La candidature de la Croatie au sein de l’Union européenne sera en effet également à l’ordre du jour, en particulier à l’arrivée du souverain pontife en Croatie, lors de la cérémonie de bienvenue sur l’île de Krk – où se trouve l’aéroport. «Comme le Saint-Siège a soutenu la Croatie lors de son indépendance en 1991, nous espérons qu’il soutiendra notre pays dans son désir de participer à la construction de l’Union européenne», a expliqué à I.MEDIA Jelena, jeune Croate vivant à Rome. «D’ailleurs, pour les Croates, la Croatie est déjà, géographiquement parlant, dans l’Europe». La présence du Mgr Josip Bozanic, archevêque de Zagreb, comme vice- président du Conseil des Conférences épiscopales d’Europe, est perçue comme un atout supplémentaire à cette intégration européenne.

La culture croate, un pont entre l’Europe occidentale et orientale

«La culture du peuple croate, d’origine slave mais de rite latin, pourrait être proposée par le souverain pontife comme un ’pont’ entre l’Europe occidentale et l’Europe orientale», a affirmé pour sa part le père Petar. «Mais il nous faudra d’abord trouver un équilibre au sein du pays, pour faire face notamment au danger du consumérisme qui nous menace». Selon lui, il est notamment «urgent» de permettre une plus grande collaboration entre l’Eglise et l’Etat, en particulier concernant la situation des réfugiés se trouvant en-dehors des frontières. Jean Paul II devrait insister sur ce point lors de son prochain voyage, prévu le 22 juin à Banja Luka, la partie serbe de la Bosnie-Herzégovine, où la proportion de catholiques croates a diminué de près de deux-tiers par rapport aux années 80.

Le dialogue oecuménique sera un autre point sur lequel Jean Paul II devrait insister, après ses appels à la réconciliation avec les Serbes des Balkans – en majorité orthodoxes -, lors de ses précédents voyages en Croatie. Le métropolite serbe orthodoxe de Zagreb, Jovan Pavlovic, devrait notamment rencontrer le pape, le 7 juin à Osijek, marquant ainsi la volonté d’au moins une partie du Saint-Synode de Serbie de renouer avec l’Eglise catholique, après la guerre des années 90. Les Serbes, qui constituent aujourd’hui la plus importante minorité du pays avec 4,5% de la population de Croatie, avaient en effet accusé le Saint-Siège de favoriser cette guerre en reconnaissant l’indépendance de la Croatie, en 1991. Même si le patriarche serbe Pavle refuse toujours de rencontrer le souverain pontife, il a toutefois lui aussi montré des signes d’ouverture en envoyant des représentants au Vatican ces dernières années pour diverses occasions. AS

Encadré:

Marija Petkovic, 7e bienheureuse croate

Marija Petkovic (1892-1966) est originaire de Blato, sur l’île de Korcula en Croatie. A l’âge de 14 ans, elle décide de rentrer chez les Servantes de la Miséricorde. En 1919, alors qu’elle a seulement 24 ans, elle devient responsable du couvent, avant de fonder la Congrégation des Filles de la Miséricorde de saint François, première communauté franciscaine originaire de Croatie.

* _Documents sources_:
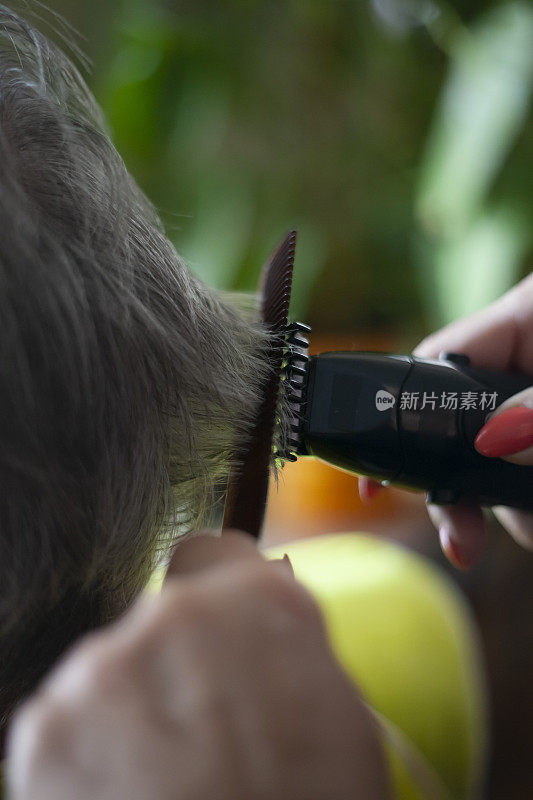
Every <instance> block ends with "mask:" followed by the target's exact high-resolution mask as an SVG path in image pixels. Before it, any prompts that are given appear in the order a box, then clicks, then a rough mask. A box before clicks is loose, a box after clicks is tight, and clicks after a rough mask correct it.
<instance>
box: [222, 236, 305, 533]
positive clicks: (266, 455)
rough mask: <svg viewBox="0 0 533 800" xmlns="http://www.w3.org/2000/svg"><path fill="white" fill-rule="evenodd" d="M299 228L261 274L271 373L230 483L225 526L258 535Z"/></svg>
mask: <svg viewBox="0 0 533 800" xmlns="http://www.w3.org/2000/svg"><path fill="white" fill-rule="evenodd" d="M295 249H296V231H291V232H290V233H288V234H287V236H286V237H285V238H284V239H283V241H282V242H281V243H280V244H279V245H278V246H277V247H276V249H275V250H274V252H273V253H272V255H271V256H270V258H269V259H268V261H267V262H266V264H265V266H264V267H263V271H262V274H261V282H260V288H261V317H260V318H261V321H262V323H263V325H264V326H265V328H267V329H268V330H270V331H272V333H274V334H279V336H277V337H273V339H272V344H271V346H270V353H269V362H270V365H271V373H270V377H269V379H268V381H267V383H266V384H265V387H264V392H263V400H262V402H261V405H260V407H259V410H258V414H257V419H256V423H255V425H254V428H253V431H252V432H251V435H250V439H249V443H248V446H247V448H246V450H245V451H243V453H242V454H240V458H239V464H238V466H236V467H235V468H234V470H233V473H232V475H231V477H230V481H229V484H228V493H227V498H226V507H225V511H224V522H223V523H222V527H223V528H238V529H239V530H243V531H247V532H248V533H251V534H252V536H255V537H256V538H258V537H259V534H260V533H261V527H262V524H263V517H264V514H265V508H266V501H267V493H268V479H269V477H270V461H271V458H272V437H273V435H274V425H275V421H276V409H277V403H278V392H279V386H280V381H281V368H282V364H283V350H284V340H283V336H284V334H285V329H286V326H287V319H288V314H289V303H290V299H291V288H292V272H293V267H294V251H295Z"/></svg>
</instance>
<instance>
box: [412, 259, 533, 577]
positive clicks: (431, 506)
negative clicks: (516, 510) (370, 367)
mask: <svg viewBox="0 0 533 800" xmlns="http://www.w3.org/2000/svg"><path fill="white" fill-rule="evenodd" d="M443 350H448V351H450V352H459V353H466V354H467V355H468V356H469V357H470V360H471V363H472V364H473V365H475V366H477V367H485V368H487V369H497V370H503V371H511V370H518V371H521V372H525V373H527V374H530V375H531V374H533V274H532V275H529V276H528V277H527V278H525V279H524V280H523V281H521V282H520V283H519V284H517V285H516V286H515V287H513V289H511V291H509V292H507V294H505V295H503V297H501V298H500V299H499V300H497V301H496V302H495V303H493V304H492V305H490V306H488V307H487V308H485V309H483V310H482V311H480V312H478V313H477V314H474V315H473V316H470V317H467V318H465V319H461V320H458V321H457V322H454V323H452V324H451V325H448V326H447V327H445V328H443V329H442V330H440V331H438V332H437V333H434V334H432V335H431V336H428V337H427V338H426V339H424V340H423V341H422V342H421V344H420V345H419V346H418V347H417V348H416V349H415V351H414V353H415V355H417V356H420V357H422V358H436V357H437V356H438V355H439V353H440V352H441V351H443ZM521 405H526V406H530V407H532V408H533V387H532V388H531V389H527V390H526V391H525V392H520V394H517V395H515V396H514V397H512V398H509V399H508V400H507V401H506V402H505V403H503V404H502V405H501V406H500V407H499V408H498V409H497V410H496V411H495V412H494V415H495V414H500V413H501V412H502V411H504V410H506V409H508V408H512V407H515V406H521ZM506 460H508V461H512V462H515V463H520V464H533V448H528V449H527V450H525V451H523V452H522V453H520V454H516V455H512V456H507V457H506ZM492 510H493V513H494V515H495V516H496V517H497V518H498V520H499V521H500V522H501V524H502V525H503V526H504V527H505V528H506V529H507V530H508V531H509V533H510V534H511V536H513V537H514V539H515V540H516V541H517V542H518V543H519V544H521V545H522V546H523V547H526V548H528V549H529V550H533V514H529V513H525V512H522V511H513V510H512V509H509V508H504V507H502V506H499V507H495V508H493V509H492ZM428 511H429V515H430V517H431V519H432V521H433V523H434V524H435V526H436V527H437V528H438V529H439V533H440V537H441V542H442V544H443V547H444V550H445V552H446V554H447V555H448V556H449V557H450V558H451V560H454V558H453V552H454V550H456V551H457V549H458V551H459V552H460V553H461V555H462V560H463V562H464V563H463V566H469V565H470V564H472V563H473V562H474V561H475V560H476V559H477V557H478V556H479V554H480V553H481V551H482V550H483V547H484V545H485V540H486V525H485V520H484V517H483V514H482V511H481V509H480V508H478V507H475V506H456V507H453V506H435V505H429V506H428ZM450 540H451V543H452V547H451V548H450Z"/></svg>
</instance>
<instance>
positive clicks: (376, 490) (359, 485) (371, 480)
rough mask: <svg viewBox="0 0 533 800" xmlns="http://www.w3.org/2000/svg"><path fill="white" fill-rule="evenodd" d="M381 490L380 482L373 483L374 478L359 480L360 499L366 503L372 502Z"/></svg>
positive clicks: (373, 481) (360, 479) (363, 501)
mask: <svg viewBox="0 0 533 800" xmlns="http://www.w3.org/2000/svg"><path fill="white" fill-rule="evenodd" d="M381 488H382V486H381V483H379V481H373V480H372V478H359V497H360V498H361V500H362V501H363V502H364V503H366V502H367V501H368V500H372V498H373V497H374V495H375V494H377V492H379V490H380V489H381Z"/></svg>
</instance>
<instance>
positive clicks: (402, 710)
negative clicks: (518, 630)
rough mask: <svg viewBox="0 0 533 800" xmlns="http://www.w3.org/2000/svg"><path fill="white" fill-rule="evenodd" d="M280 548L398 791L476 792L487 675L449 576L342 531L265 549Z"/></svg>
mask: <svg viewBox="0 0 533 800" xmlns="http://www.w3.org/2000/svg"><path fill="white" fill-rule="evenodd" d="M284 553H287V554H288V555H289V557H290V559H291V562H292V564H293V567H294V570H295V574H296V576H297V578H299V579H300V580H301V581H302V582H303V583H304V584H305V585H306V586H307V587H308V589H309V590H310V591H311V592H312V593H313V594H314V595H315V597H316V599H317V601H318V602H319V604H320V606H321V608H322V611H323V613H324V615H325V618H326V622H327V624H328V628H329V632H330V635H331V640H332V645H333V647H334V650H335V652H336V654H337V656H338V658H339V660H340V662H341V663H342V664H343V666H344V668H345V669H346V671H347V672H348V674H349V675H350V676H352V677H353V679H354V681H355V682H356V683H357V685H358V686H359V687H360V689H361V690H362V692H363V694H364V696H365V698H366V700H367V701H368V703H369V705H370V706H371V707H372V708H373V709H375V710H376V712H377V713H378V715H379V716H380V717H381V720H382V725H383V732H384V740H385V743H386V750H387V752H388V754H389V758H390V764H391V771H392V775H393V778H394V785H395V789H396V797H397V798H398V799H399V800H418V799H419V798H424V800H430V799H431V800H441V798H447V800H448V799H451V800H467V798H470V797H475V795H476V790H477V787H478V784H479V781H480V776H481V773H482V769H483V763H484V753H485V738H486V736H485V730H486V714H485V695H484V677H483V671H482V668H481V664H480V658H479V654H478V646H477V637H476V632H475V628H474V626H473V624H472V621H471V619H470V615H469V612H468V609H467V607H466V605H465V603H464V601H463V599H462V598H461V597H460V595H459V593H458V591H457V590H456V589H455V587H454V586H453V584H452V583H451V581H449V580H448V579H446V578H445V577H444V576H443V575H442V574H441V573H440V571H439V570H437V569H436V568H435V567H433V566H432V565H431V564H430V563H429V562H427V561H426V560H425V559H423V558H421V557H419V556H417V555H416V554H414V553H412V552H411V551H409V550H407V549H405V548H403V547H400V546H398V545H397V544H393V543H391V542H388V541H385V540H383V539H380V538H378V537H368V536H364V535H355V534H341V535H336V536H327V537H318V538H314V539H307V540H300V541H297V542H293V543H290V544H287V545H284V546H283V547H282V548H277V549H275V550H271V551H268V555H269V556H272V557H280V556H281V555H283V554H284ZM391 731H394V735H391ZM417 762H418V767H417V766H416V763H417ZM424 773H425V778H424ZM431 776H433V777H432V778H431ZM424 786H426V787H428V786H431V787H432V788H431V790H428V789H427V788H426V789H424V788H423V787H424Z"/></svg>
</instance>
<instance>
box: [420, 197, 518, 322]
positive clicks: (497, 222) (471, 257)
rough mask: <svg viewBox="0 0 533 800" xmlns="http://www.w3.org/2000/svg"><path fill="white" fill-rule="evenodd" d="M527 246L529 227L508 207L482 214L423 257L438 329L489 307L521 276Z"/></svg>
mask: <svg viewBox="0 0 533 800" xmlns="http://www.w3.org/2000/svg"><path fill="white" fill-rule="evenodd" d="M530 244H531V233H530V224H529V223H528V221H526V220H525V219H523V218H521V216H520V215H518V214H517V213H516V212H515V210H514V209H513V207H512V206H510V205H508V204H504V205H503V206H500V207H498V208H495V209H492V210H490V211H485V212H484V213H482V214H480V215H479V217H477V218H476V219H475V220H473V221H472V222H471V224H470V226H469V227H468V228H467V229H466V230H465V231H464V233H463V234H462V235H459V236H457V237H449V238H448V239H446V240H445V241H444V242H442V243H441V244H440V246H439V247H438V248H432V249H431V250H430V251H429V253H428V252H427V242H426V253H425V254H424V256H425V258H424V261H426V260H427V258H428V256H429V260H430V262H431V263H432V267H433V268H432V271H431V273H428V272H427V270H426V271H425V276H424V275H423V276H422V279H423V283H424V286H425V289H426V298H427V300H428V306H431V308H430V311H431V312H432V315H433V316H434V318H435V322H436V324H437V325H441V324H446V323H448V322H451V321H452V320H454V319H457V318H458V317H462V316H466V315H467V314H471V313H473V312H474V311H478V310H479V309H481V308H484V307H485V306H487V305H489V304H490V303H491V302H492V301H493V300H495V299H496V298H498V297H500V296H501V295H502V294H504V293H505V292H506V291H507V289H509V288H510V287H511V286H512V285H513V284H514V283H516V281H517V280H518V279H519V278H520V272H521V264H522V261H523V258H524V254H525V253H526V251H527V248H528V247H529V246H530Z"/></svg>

* _Travail à faire_:
1 – Répondez à ces questions sur le texte consacré à la visite du pape en Croatie :
(a) Sur quelle île se trouve l'aéroport où se tient la cérémonie de bienvenue ?
(b) Quelle part de la population de Croatie les Serbes représentent-ils ?
(c) À quel âge Marija Petkovic décide-t-elle de rentrer chez les Servantes de la Miséricorde ?
2 – Recopiez mot pour mot le passage du listing qui va de son début jusqu'à la ligne contenant « 228L261 274L271 373L230 », cette ligne comprise, en laissant les images de côté.
Le texte et le listing sont deux documents indépendants l'un de l'autre.

* _Corrigé_:
1 –
(a) Sur l'île de Krk.
(b) 4,5 % de la population.
(c) À 14 ans.

2 –
Every <instance> block ends with "mask:" followed by the target's exact high-resolution mask as an SVG path in image pixels. Before it, any prompts that are given appear in the order a box, then clicks, then a rough mask. A box before clicks is loose, a box after clicks is tight, and clicks after a rough mask correct it.
<instance>
box: [222, 236, 305, 533]
positive clicks: (266, 455)
rough mask: <svg viewBox="0 0 533 800" xmlns="http://www.w3.org/2000/svg"><path fill="white" fill-rule="evenodd" d="M299 228L261 274L271 373L230 483L225 526L258 535Z"/></svg>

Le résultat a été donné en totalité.